-- START DATA ROWS --

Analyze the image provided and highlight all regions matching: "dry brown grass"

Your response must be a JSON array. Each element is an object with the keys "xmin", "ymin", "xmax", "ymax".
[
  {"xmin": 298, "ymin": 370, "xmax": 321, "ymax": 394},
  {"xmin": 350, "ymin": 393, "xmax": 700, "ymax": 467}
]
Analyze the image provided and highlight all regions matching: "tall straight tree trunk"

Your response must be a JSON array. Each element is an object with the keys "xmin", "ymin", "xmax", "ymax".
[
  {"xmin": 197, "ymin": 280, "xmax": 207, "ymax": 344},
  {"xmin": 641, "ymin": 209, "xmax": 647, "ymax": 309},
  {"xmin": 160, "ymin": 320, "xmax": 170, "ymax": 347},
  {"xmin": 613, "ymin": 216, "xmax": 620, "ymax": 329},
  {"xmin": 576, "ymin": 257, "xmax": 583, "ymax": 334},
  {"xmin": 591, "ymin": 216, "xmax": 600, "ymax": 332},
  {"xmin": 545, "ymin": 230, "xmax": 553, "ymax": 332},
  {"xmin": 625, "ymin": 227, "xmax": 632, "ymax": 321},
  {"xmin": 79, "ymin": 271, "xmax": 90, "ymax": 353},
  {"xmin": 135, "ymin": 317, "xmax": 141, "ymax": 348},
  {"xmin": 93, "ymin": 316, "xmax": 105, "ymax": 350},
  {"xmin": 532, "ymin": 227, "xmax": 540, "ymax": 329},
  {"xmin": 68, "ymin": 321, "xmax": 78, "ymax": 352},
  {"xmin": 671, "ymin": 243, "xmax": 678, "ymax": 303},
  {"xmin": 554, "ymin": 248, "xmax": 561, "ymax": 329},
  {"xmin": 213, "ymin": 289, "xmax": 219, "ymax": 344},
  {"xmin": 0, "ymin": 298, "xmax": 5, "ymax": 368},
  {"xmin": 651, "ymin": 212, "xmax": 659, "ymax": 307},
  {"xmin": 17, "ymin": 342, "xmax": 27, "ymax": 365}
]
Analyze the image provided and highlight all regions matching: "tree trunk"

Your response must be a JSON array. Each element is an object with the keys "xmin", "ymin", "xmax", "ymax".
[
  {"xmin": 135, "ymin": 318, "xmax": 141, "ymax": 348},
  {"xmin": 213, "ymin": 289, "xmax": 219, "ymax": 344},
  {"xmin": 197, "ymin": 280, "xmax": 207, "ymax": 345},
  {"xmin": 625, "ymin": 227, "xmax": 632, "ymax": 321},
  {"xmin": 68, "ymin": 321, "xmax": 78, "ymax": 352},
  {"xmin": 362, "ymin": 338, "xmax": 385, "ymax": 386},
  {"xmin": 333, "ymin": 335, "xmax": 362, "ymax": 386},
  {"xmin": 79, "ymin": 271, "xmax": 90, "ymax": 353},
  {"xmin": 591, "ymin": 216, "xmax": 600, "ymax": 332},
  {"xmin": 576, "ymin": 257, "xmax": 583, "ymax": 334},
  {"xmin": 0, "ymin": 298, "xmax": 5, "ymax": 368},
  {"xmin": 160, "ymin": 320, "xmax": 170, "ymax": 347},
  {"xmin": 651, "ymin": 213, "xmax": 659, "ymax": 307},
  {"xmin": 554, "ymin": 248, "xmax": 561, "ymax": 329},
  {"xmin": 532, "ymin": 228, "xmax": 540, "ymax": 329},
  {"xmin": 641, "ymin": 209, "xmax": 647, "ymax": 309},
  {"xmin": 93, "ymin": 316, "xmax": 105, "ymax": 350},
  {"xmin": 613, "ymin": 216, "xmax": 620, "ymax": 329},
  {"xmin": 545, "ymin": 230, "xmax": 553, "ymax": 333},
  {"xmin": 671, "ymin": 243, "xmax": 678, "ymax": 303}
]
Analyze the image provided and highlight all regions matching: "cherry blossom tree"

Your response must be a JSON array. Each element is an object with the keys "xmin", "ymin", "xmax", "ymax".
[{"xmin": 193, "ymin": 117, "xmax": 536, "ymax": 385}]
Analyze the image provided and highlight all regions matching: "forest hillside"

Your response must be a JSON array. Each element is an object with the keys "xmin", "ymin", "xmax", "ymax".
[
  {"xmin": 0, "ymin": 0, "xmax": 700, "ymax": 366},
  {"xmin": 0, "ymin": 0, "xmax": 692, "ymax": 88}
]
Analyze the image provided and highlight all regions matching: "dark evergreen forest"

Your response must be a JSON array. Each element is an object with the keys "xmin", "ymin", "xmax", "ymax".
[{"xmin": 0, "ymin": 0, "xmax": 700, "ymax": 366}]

-- END DATA ROWS --
-- START DATA ROWS --

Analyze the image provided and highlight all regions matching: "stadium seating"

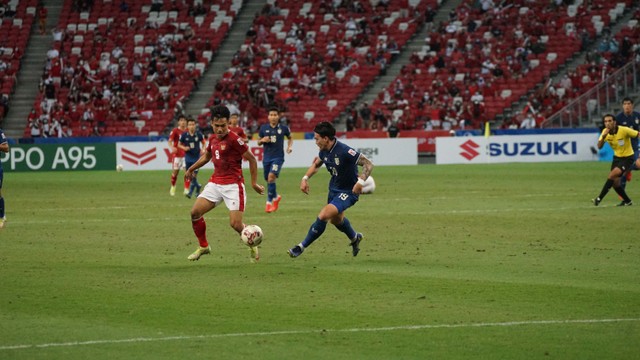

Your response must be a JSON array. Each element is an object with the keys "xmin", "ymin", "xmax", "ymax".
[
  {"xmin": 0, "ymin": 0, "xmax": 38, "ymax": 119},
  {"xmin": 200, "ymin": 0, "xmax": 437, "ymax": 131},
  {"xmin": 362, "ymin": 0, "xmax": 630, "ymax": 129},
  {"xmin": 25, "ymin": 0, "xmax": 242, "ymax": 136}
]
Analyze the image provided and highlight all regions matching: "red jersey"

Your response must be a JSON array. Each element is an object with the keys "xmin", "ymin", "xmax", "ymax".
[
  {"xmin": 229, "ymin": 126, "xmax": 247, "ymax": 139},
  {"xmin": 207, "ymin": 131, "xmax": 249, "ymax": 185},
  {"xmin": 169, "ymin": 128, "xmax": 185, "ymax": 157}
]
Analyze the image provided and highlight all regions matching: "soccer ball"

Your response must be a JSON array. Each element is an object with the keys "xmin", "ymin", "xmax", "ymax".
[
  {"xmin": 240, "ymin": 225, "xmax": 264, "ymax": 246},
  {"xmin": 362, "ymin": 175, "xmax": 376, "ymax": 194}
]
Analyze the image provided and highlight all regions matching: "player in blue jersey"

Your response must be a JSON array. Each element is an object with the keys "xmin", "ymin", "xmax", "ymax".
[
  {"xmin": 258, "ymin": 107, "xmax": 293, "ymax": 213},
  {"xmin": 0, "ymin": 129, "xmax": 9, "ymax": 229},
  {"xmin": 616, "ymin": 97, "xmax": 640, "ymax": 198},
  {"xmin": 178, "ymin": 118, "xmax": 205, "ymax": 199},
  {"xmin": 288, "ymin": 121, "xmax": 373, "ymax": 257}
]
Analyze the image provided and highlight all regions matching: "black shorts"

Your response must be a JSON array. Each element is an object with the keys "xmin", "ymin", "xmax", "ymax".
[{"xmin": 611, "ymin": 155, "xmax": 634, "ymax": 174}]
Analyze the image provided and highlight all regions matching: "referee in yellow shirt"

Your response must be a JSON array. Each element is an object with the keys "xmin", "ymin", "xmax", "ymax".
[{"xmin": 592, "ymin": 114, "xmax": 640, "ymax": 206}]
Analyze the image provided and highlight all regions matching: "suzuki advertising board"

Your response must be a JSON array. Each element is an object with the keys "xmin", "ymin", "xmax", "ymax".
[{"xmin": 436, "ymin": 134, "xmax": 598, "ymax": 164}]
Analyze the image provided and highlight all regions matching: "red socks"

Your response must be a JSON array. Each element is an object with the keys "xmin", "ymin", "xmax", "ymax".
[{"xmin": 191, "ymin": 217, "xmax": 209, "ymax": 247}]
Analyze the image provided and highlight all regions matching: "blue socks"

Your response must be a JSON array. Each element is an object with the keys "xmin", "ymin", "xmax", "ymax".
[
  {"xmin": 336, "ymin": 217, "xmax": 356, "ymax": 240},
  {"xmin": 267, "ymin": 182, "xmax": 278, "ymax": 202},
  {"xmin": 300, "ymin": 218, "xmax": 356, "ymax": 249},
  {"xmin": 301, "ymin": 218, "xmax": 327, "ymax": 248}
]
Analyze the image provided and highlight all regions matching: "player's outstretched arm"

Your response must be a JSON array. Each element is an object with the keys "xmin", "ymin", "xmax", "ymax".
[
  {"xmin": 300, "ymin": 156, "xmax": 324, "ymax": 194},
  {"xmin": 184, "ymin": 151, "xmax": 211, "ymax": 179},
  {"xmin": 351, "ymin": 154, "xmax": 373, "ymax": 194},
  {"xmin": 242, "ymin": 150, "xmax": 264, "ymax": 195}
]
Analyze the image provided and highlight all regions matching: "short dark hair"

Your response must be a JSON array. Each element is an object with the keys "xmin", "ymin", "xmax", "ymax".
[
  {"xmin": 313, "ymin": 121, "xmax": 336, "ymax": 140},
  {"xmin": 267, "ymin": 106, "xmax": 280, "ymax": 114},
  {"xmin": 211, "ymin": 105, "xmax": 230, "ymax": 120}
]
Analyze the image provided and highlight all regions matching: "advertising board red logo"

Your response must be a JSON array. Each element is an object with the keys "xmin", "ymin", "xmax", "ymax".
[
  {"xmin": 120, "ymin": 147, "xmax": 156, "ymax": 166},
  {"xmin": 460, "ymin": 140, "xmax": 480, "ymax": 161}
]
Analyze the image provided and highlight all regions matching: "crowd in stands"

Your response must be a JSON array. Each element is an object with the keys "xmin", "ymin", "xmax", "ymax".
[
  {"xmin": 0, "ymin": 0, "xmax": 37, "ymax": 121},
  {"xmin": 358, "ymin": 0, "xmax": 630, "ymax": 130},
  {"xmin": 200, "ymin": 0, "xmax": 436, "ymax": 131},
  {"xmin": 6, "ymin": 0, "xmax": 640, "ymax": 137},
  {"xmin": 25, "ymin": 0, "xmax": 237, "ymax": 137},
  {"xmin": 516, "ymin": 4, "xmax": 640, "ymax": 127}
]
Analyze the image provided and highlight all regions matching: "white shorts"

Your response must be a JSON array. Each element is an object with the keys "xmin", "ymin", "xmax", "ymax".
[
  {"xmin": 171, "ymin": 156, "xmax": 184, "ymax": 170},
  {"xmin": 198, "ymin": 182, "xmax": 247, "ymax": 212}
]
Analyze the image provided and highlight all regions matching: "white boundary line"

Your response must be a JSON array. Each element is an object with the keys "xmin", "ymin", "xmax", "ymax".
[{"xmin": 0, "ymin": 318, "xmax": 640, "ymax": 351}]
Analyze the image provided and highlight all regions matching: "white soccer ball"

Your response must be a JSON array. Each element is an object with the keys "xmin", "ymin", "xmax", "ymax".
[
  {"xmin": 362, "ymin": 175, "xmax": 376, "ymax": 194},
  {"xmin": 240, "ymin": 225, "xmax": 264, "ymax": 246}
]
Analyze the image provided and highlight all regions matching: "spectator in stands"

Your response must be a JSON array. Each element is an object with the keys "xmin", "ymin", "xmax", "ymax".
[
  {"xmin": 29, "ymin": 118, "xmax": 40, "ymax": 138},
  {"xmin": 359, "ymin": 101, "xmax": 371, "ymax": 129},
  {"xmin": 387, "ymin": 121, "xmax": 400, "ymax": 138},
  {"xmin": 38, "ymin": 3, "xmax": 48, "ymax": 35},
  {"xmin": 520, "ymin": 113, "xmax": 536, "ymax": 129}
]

-- END DATA ROWS --

Count the lines across all the entries above that contain the word "white", treating case as significant, and give only the number.

→ **ANSWER BELOW**: 3